=== DOCUMENT EXTRACT ===
Supplier Agreement (So Your Supplier Doesn’t Sink Your Brand)
Your supplier can make or break your customer experience. A written supplier arrangement helps you lock in the essentials, such as:
- product specifications and quality standards
- dispatch timeframes and shipping methods
- who is responsible for defective goods and refunds
- how stock availability is communicated
- handling lost/damaged deliveries
- intellectual property and branding (e.g. use of your logo, packaging requirements)
Depending on your model, this might look like a tailored supply contract rather than a generic email chain. For example, a Supply Agreement can help document the relationship clearly and reduce “he said / she said” disputes when something goes wrong.
Trade Mark Protection (If You’re Building A Real Brand)
If you’re serious about building a dropshipping brand (not just testing random products), trade mark protection is worth thinking about early.
Registering your brand name and/or logo can help you:
- stop others from using a confusingly similar name
- build brand value that can be sold later
- protect marketing spend (so you’re not forced into a rebrand)
When you’re ready, register your trade mark with the right classes to match the products you sell and the direction you plan to grow into.
Common Legal Risks In Dropshipping (And How To Reduce Them)
=== SOURCE INFORMATION ===
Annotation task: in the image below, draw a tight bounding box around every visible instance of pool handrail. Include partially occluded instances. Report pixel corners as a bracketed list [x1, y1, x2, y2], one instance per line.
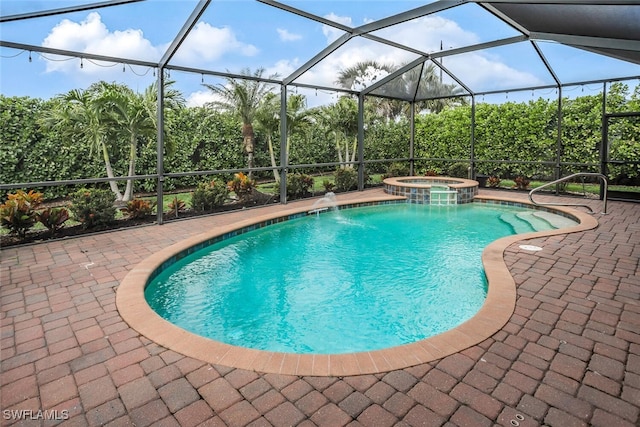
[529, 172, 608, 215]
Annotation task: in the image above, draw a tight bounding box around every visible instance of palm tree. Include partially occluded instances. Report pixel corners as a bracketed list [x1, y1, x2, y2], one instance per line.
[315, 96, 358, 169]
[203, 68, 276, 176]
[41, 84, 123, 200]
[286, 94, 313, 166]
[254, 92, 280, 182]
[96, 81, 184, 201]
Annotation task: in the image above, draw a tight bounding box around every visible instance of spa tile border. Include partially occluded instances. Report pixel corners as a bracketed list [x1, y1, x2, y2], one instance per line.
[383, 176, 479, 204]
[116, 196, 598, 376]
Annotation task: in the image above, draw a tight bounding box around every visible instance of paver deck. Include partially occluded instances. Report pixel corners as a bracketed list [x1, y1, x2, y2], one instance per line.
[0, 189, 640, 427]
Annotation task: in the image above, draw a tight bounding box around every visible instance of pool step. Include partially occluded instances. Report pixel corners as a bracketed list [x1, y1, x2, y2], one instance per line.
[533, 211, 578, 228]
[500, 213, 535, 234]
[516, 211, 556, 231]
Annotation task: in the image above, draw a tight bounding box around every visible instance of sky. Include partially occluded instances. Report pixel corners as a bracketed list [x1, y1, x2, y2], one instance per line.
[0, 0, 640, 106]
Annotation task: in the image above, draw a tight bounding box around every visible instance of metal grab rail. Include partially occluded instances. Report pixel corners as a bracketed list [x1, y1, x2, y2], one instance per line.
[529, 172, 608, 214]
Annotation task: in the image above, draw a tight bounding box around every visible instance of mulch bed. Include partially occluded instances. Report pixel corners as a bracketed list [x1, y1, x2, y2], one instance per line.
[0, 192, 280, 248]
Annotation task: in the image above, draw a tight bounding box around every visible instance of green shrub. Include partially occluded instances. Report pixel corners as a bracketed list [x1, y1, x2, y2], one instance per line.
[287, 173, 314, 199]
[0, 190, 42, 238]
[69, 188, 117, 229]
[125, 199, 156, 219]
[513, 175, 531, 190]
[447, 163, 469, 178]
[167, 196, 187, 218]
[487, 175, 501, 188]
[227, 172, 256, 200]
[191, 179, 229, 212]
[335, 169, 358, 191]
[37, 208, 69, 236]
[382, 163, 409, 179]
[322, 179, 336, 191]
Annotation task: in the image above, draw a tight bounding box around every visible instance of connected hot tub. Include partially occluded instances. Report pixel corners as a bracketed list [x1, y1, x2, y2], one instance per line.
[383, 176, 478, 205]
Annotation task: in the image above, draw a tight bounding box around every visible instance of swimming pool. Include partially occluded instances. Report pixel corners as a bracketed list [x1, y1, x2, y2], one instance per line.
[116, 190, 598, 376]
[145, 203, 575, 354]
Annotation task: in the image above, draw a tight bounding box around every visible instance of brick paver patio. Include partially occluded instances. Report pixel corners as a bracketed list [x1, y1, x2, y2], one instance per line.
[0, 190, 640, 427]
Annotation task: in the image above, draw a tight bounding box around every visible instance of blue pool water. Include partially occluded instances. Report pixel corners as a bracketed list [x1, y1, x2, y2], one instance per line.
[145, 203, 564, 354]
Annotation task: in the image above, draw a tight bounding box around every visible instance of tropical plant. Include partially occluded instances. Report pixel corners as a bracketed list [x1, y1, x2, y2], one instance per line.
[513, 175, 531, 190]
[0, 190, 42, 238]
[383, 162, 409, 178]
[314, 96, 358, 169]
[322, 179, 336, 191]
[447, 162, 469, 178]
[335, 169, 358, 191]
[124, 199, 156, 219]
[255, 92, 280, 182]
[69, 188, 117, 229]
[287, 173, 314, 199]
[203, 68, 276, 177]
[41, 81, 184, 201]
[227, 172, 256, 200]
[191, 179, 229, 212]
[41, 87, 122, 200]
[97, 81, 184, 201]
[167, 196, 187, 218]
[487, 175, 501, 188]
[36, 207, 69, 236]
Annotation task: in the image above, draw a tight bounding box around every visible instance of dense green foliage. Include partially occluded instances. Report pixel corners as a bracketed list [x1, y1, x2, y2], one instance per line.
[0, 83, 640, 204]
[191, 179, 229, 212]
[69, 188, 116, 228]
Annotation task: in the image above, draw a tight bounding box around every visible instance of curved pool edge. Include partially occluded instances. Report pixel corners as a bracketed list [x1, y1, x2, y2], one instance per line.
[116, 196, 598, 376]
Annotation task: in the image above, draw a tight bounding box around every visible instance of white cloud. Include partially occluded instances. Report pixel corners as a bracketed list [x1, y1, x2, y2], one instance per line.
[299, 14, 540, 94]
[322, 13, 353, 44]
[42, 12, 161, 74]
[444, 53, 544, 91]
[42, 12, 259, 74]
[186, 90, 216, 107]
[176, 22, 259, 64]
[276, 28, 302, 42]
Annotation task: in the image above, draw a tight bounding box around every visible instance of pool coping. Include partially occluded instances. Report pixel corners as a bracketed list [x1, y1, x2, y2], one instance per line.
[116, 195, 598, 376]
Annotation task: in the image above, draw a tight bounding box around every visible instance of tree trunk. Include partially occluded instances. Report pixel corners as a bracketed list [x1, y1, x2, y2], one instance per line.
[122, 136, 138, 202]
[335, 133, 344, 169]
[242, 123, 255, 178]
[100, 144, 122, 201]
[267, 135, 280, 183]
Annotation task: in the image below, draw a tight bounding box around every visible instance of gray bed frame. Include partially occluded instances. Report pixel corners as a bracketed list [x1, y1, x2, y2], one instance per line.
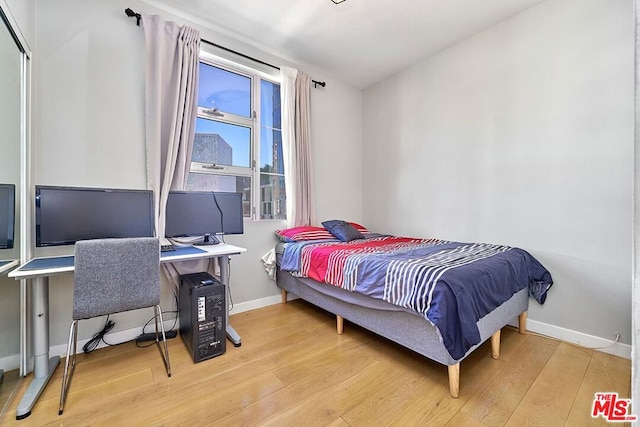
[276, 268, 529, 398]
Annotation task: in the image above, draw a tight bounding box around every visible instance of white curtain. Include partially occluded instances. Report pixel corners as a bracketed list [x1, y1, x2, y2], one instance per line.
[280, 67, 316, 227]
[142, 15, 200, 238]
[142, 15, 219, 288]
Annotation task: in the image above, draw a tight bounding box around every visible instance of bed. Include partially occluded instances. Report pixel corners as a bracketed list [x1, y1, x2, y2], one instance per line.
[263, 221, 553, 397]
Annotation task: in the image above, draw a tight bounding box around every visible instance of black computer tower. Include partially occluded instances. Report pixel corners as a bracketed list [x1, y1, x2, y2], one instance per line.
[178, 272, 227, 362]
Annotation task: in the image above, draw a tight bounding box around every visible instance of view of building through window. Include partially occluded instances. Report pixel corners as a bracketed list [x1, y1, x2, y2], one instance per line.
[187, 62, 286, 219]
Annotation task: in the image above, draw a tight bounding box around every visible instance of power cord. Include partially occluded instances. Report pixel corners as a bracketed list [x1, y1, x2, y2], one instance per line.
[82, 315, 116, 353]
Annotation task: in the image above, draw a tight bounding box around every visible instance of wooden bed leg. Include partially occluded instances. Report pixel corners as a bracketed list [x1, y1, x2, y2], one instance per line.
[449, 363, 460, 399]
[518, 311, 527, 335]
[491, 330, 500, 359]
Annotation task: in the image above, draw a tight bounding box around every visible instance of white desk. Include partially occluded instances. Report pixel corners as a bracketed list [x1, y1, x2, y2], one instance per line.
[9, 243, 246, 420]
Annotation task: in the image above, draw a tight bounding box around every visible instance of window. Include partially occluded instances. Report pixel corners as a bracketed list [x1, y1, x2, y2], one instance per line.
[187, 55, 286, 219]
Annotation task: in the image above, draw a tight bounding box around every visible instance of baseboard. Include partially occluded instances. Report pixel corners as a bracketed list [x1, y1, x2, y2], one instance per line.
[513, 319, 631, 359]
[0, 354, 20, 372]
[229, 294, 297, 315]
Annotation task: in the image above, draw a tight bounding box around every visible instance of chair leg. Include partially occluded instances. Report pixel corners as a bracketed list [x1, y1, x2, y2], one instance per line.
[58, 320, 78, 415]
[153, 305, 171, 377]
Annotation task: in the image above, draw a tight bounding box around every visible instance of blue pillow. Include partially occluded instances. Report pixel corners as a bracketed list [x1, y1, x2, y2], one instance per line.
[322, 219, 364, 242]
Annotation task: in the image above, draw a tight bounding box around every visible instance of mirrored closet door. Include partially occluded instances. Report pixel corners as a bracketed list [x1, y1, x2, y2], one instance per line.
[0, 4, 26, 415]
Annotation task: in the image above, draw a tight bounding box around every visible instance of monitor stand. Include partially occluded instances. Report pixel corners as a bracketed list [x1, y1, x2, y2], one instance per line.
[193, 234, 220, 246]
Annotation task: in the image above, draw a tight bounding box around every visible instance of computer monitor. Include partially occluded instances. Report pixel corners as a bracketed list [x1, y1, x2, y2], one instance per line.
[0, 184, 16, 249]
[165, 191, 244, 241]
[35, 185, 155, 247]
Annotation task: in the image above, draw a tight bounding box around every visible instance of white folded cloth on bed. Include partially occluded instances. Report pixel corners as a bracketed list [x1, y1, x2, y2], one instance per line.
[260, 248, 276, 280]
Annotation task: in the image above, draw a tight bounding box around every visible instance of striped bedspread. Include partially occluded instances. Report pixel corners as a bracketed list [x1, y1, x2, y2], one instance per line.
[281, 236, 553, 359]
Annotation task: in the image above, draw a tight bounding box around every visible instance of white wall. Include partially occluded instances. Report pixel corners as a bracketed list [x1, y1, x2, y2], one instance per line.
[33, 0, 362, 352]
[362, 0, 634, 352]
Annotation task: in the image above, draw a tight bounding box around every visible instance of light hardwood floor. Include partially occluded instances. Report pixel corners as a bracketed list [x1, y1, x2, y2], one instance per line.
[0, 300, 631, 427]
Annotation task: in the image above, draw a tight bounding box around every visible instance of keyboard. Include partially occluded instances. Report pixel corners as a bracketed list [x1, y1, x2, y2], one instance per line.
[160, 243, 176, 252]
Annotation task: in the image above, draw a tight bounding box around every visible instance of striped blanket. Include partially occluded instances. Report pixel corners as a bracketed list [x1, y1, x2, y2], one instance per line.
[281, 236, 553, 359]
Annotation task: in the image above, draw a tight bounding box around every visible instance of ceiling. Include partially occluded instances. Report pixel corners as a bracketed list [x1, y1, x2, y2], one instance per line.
===
| HOW TO COMPLETE THIS TASK |
List every essential that, according to the dropshipping legal excerpt, a written supplier arrangement helps lock in. The data has no connection to the dropshipping legal excerpt.

| YOUR SOLUTION |
- product specifications and quality standards
- dispatch timeframes and shipping methods
- who is responsible for defective goods and refunds
- how stock availability is communicated
- handling lost/damaged deliveries
- intellectual property and branding (e.g. use of your logo, packaging requirements)